╭──

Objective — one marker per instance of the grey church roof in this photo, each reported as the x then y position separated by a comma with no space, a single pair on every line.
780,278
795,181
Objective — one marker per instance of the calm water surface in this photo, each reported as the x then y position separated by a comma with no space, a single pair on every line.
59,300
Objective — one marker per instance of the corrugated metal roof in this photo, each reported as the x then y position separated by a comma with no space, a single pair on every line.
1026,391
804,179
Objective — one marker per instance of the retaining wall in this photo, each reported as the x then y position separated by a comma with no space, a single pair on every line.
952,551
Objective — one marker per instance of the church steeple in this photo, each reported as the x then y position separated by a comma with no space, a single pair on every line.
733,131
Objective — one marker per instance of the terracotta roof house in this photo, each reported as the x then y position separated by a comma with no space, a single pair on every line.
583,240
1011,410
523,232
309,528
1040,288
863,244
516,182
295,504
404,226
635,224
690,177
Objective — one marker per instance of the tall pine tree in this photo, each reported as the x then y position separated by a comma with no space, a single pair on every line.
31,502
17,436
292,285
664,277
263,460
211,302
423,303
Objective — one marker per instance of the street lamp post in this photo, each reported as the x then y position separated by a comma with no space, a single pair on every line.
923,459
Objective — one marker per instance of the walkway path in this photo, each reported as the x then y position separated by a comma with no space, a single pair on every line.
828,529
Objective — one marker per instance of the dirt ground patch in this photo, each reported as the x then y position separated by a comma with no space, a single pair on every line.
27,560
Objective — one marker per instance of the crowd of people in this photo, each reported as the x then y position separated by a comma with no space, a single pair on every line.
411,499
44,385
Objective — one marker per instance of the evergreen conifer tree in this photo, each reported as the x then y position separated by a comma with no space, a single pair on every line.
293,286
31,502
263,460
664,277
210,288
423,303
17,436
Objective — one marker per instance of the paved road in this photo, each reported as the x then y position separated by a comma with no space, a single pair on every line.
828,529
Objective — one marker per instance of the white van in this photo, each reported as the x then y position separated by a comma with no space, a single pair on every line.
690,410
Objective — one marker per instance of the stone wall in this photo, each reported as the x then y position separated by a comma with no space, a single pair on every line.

╰──

* [What you are asked to do]:
There is one span to return: the line holding "Objective — one marker per instance of the paved" and every line after it through the end of the listing above; please give it exactly and add nothing.

* [Answer box]:
Objective — one marker per instance of the paved road in this photo, each reported as the x then y position separated by a comma with no space, a single pair on every line.
828,529
Objective — one marker per instance of the white van in this photo, each reported as the x then y position separated by a comma with no space, a single pair on every line.
690,410
Objective — one marker per instance of the stone wall in this photo, each reported as the x then y position separated by a comma with no space, a single pair on every line.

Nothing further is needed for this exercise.